### SUPPLIED RECORDS
==========

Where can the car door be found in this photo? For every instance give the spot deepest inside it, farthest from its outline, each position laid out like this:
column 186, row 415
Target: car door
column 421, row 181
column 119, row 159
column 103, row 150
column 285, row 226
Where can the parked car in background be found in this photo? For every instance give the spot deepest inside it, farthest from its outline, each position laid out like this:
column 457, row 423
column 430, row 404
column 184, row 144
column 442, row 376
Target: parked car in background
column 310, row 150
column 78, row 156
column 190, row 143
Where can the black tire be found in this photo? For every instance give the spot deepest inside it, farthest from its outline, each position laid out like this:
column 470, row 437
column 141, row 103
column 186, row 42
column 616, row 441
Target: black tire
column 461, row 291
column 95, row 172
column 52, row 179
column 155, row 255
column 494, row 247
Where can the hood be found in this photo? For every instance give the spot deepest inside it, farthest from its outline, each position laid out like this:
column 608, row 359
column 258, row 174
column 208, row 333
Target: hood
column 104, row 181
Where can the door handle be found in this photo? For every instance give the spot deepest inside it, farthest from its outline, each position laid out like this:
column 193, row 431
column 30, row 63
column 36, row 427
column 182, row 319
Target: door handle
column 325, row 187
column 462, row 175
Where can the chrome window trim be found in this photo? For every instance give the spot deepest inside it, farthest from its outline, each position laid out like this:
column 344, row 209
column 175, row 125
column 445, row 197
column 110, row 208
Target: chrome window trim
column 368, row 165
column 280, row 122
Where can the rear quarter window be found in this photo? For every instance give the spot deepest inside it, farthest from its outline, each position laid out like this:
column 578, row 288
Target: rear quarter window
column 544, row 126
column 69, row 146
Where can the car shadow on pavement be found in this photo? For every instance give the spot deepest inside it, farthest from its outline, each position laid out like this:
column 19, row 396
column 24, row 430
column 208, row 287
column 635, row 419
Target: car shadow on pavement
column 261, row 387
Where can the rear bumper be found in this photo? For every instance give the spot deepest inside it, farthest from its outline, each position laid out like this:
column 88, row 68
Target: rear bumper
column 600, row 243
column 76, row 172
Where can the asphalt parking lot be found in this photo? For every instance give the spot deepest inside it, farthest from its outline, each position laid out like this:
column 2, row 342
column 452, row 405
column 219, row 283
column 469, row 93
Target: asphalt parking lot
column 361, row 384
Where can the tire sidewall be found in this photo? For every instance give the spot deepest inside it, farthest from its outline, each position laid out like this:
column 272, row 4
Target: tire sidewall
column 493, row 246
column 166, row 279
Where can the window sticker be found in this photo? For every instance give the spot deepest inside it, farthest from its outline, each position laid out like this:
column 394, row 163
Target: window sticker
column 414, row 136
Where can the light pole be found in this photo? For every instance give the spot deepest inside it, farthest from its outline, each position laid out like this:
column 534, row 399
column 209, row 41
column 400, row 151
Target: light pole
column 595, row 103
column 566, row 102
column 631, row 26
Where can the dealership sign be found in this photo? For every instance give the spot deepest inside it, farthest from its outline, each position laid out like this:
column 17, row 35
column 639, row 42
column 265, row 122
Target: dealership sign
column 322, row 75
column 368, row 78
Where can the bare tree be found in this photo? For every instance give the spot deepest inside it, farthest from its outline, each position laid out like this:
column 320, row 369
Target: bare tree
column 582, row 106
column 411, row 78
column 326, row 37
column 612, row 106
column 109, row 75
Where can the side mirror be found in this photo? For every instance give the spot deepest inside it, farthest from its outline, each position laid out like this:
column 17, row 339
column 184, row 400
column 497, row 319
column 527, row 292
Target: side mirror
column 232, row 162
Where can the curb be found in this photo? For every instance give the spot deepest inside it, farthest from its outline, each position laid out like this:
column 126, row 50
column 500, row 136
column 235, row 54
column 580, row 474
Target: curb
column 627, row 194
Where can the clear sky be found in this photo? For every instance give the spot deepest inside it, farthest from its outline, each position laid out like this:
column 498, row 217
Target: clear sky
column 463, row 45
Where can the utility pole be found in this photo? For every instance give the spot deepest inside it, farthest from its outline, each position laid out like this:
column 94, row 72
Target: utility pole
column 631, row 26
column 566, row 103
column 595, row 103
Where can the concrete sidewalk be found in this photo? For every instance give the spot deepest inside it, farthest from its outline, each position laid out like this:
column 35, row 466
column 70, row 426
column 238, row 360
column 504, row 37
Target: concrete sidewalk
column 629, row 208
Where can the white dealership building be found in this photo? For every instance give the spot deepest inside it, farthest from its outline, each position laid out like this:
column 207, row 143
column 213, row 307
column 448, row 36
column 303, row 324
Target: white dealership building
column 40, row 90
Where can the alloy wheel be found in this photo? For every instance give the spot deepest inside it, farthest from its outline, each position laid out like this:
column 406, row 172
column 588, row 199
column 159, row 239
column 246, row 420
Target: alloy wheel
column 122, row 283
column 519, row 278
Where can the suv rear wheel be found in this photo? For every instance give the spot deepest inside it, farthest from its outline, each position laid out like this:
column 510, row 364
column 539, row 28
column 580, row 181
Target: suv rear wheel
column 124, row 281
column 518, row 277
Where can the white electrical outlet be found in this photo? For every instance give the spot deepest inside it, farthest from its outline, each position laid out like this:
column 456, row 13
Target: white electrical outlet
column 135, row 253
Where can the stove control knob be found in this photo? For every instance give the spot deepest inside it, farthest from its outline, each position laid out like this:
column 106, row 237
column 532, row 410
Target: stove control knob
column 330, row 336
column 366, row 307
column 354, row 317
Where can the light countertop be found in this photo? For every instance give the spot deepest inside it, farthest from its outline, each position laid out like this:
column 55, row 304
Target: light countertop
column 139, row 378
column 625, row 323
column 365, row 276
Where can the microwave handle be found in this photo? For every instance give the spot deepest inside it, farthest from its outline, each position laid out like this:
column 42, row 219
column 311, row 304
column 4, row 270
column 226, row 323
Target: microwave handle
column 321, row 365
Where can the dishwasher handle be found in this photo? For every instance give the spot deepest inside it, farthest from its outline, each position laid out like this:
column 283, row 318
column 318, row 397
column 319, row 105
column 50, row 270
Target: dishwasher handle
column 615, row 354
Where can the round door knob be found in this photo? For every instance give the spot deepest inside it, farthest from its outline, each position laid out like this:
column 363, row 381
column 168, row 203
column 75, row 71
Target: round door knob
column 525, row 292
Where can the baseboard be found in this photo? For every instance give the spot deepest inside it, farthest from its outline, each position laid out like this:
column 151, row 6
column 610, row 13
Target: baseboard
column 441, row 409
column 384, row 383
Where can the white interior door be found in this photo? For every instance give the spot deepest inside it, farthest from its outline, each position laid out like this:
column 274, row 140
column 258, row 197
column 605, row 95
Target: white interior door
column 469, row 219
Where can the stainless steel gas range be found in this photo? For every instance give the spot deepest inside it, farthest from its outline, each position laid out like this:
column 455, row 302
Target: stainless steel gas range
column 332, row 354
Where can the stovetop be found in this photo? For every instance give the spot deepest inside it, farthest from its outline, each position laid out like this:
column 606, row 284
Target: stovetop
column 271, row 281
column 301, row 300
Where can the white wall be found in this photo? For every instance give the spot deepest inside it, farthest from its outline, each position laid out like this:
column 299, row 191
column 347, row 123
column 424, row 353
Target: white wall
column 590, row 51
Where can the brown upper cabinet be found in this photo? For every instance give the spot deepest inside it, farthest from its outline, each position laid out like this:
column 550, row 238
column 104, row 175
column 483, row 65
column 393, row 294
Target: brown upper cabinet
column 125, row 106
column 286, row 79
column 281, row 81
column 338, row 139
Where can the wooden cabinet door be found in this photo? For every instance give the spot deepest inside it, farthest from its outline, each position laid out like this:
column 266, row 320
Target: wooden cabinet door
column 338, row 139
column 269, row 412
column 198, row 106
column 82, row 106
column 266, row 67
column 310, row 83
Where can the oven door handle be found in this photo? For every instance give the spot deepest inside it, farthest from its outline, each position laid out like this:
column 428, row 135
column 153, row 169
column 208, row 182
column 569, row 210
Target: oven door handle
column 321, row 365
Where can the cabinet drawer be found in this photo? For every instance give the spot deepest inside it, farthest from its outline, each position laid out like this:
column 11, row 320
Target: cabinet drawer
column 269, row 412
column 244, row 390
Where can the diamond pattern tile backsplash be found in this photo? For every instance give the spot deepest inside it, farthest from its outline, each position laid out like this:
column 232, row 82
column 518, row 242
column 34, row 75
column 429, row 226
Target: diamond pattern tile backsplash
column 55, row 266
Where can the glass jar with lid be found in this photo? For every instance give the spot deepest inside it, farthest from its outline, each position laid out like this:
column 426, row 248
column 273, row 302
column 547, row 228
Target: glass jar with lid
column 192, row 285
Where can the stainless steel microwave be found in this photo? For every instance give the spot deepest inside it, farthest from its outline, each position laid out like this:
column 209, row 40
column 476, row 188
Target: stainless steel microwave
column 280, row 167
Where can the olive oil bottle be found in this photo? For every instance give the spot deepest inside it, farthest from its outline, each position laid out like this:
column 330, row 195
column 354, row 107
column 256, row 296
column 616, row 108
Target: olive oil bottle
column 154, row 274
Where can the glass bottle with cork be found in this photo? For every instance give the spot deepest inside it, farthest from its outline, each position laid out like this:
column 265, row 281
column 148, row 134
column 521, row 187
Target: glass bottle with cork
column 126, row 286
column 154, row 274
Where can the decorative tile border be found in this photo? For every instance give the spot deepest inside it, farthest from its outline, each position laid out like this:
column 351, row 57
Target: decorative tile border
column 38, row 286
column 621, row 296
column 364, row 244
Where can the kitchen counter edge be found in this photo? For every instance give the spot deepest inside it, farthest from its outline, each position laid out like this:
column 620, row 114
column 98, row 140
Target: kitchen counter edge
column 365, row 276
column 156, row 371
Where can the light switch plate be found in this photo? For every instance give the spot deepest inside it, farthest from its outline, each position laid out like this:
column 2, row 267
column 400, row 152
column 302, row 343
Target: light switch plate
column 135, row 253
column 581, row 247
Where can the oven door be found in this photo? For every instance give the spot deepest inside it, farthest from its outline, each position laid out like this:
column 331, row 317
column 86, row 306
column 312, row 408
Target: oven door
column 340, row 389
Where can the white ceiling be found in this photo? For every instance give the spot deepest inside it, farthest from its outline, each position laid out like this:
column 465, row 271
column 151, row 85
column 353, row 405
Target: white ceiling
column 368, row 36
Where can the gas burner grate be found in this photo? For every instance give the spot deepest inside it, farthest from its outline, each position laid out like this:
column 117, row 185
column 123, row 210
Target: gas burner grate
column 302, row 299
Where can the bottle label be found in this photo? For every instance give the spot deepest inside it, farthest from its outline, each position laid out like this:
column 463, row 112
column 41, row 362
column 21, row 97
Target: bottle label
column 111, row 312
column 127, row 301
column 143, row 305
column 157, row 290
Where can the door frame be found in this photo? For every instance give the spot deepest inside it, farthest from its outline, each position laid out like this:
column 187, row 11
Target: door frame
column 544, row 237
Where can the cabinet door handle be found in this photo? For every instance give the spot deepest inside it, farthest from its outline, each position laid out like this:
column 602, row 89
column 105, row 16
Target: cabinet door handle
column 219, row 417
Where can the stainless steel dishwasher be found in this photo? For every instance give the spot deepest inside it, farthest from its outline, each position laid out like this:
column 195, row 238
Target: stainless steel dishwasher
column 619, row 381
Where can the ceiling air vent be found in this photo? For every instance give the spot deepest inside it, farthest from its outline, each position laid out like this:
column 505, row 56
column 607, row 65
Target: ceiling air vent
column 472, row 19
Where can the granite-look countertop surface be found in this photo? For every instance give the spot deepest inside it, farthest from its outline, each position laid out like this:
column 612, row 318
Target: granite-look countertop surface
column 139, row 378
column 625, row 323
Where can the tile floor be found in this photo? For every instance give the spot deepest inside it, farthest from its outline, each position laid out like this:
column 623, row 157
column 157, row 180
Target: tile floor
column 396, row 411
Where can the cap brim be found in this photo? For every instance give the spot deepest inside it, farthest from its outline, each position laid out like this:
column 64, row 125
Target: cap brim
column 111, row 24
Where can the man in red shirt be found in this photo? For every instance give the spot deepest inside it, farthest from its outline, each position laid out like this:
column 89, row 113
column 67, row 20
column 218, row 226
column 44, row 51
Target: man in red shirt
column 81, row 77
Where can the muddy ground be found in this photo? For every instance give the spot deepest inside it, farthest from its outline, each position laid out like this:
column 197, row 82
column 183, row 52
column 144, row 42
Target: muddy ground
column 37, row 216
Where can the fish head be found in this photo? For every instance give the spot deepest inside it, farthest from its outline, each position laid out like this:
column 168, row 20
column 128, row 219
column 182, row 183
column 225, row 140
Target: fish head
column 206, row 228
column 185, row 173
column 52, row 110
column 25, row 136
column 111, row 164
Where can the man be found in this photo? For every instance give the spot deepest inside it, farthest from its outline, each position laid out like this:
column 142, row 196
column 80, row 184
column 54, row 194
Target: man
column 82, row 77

==========

### WORK INSTRUCTION
Return exactly the line that contains "Where can the muddy" and every line after it, through the last line of the records.

### ANSWER BELOW
Where can the muddy ground be found in this photo? For every instance give the spot deepest inside it, farthest from its outline, each position laid out like this:
column 197, row 82
column 183, row 52
column 144, row 42
Target: muddy ground
column 37, row 216
Where can the fish head be found in this photo? For every instance give the spot deepest inside it, farthest from its outline, each position laid out like this:
column 168, row 20
column 128, row 219
column 182, row 183
column 225, row 140
Target: fish head
column 206, row 228
column 185, row 173
column 52, row 110
column 25, row 136
column 111, row 164
Where can the man be found in this photo? For every instance give the spot deepest inside it, farthest from its outline, each position laid out like this:
column 142, row 196
column 80, row 184
column 54, row 194
Target: man
column 82, row 77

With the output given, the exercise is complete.